# 8N Driver seat set-up/parts



## VFord8N (Aug 18, 2013)

Hi 
The driver's seat and its underlying seat spring on my circa 1948 Ford has seen better days. However, my dealer can only show and order parts that don't look at all like my seat set-up. I was wondering if anyone could share a picture of their seat set-up ( with the seat flipped out of the way) so I could compare what I might need to adjust/fix.


----------



## Ken N Tx (Sep 20, 2003)

VFord8N said:


> Hi
> The driver's seat and its underlying seat spring on my circa 1948 Ford has seen better days. However, my dealer can only show and order parts that don't look at all like my seat set-up. I was wondering if anyone could share a picture of their seat set-up ( with the seat flipped out of the way) so I could compare what I might need to adjust/fix.


There are several seats used..Can you post a picture of yours?


----------



## VFord8N (Aug 18, 2013)

**N Driver seat set-up/parts picture*

Hopefully, you can see an attached file of the picture of the seat flipped up.


----------



## pogobill (Jan 31, 2012)

Try these guy.
http://www.just8ns.com/catalog/sheet-metal-related-parts-c-11.html?page=1

http://ford8ntractorparts.ws/ford-8n-tractor-parts-seat.html

http://www.fixthatford.com/index.php?main_page=index&cPath=3_44


----------



## VFord8N (Aug 18, 2013)

════

**WRITTEN EXERCISE:** In the seat thread, about what year is the Ford described by VFord8N? The records have no connection to the seat thread.

[Point labeling data from photos]
════

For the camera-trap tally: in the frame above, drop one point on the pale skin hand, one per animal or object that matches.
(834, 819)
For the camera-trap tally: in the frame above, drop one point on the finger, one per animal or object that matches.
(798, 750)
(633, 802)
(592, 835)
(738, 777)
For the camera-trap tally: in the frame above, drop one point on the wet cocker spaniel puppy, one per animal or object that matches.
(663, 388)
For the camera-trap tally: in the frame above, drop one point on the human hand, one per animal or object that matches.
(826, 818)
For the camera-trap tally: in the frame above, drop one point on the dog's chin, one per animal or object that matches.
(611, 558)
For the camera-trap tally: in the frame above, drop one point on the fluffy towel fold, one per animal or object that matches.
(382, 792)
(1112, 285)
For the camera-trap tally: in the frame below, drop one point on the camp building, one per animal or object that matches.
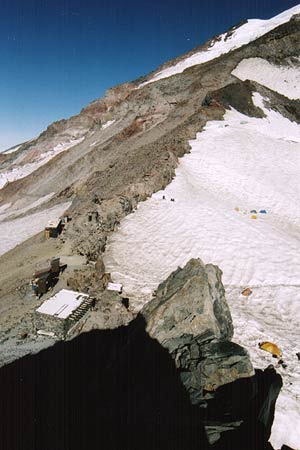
(53, 228)
(59, 313)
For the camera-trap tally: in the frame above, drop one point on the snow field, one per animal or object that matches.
(284, 80)
(248, 32)
(13, 232)
(240, 162)
(21, 171)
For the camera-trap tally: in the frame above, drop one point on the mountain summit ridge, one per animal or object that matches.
(193, 137)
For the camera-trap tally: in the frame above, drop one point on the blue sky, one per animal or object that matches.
(58, 55)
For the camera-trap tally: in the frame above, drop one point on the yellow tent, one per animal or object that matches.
(271, 348)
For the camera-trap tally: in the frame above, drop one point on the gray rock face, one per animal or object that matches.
(190, 317)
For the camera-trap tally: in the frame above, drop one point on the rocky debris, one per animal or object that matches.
(190, 317)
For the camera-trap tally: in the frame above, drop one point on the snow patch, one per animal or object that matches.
(15, 231)
(283, 79)
(12, 150)
(239, 162)
(108, 124)
(248, 32)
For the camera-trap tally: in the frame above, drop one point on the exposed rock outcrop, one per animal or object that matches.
(190, 317)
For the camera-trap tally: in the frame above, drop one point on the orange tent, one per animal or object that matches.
(271, 348)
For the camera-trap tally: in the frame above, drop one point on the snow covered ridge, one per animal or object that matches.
(21, 171)
(108, 124)
(238, 164)
(283, 79)
(11, 150)
(253, 29)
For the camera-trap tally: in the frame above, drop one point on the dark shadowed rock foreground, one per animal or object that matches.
(120, 389)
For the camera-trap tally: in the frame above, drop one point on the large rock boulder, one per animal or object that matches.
(190, 317)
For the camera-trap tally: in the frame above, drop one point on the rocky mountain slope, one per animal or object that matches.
(216, 105)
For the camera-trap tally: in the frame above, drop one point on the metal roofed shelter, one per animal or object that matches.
(60, 312)
(53, 228)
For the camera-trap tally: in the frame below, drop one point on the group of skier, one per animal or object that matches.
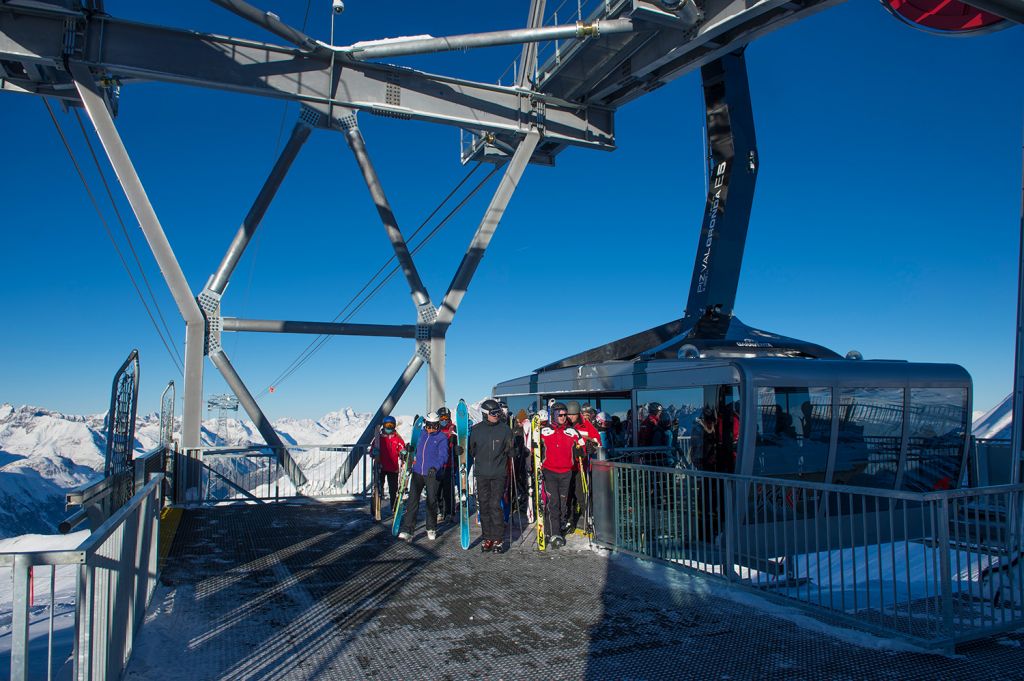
(500, 450)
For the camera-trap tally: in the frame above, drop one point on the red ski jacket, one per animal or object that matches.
(557, 449)
(390, 448)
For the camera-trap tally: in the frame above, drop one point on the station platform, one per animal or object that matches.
(320, 591)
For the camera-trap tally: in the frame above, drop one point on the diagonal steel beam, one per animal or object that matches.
(262, 424)
(527, 59)
(485, 230)
(320, 328)
(300, 133)
(95, 107)
(392, 398)
(124, 51)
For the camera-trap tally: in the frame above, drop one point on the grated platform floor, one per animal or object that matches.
(318, 591)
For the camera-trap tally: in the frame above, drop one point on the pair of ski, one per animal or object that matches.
(406, 473)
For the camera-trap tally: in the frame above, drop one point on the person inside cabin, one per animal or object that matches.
(431, 453)
(588, 441)
(446, 492)
(387, 449)
(647, 428)
(557, 470)
(491, 445)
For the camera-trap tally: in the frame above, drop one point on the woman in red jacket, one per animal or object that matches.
(389, 445)
(557, 468)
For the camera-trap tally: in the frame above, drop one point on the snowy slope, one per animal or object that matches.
(995, 423)
(43, 454)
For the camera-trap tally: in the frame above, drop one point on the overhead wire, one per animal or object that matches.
(320, 341)
(124, 230)
(256, 241)
(110, 235)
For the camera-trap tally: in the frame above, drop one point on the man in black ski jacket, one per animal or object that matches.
(491, 447)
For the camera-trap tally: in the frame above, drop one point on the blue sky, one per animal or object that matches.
(886, 217)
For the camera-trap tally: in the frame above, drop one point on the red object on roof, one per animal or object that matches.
(949, 15)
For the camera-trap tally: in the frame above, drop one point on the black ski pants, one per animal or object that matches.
(391, 478)
(488, 495)
(416, 488)
(557, 486)
(446, 492)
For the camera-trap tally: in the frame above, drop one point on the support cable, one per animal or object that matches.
(315, 344)
(124, 230)
(110, 235)
(256, 241)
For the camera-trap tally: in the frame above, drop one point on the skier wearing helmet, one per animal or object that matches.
(491, 447)
(446, 492)
(431, 453)
(386, 449)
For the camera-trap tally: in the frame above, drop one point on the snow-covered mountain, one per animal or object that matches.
(994, 424)
(44, 454)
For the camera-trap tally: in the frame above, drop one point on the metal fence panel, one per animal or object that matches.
(939, 567)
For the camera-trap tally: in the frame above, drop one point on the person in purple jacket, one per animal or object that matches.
(428, 464)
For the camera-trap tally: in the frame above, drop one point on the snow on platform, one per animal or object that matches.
(318, 591)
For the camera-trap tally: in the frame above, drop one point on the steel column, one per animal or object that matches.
(358, 146)
(484, 232)
(1017, 433)
(576, 31)
(300, 133)
(95, 107)
(325, 328)
(223, 365)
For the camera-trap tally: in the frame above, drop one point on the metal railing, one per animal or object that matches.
(938, 568)
(115, 575)
(256, 474)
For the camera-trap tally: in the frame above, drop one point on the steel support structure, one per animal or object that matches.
(95, 105)
(1017, 427)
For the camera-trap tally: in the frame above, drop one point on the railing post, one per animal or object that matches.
(728, 558)
(19, 621)
(944, 571)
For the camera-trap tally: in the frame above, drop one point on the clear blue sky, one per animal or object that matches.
(886, 217)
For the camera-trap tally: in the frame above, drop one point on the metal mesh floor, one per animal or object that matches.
(317, 591)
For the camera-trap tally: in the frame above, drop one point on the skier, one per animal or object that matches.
(557, 468)
(431, 453)
(386, 449)
(446, 505)
(588, 439)
(491, 447)
(645, 433)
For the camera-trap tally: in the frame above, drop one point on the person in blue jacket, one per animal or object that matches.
(428, 465)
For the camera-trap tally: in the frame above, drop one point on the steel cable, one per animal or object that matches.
(320, 341)
(110, 235)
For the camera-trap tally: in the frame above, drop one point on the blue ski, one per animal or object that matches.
(462, 427)
(406, 476)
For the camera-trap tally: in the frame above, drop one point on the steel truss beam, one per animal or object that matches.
(95, 107)
(123, 51)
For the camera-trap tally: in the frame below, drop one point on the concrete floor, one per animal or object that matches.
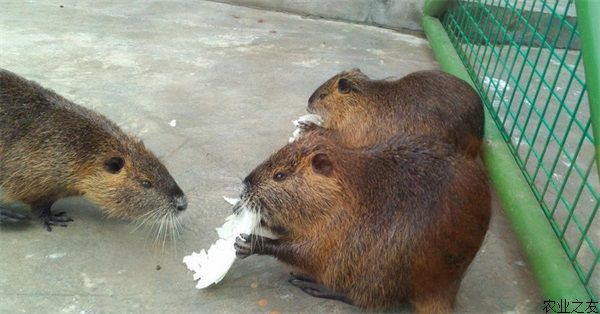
(233, 78)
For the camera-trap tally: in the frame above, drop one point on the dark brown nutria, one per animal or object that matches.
(365, 111)
(399, 221)
(51, 148)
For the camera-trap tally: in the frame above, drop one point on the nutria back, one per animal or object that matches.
(397, 221)
(366, 111)
(51, 148)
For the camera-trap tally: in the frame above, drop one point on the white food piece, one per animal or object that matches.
(231, 201)
(212, 265)
(312, 118)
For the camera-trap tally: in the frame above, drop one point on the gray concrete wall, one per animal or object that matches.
(395, 14)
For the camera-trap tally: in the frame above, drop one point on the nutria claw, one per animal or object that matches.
(318, 290)
(8, 216)
(244, 246)
(60, 219)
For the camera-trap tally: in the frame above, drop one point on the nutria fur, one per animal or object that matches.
(399, 221)
(365, 111)
(51, 148)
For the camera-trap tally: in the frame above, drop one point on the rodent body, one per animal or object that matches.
(51, 148)
(364, 112)
(398, 221)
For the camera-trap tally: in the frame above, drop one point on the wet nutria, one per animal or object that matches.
(399, 221)
(51, 148)
(365, 111)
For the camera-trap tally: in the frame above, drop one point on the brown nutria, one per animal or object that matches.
(51, 148)
(398, 221)
(365, 111)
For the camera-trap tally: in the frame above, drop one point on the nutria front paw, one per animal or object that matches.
(248, 244)
(49, 219)
(8, 216)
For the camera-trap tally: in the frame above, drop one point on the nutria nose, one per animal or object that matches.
(181, 203)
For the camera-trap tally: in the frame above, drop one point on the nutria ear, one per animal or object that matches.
(114, 164)
(321, 164)
(345, 85)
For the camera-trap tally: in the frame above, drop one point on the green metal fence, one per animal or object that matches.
(536, 65)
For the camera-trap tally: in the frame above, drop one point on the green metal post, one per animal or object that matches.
(588, 12)
(551, 267)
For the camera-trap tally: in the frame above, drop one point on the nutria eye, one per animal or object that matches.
(280, 176)
(114, 165)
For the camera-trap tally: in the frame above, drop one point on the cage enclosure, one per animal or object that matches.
(536, 65)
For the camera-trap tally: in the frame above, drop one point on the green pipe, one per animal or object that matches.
(588, 12)
(435, 8)
(551, 267)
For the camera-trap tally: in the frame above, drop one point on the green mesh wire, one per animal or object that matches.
(525, 60)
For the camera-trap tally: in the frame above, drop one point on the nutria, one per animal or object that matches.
(398, 221)
(365, 111)
(51, 148)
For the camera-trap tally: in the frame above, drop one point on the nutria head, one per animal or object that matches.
(340, 96)
(127, 181)
(296, 187)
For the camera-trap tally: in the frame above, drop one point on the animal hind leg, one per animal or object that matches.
(316, 289)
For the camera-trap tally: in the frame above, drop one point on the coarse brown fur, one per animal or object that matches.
(395, 222)
(51, 148)
(364, 111)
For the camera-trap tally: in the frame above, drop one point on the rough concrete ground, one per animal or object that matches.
(232, 78)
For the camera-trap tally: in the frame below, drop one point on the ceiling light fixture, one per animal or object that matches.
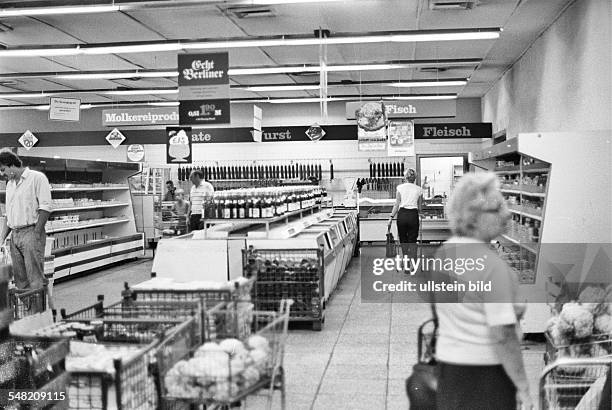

════

**FULL RESPONSE:** Circa 1948.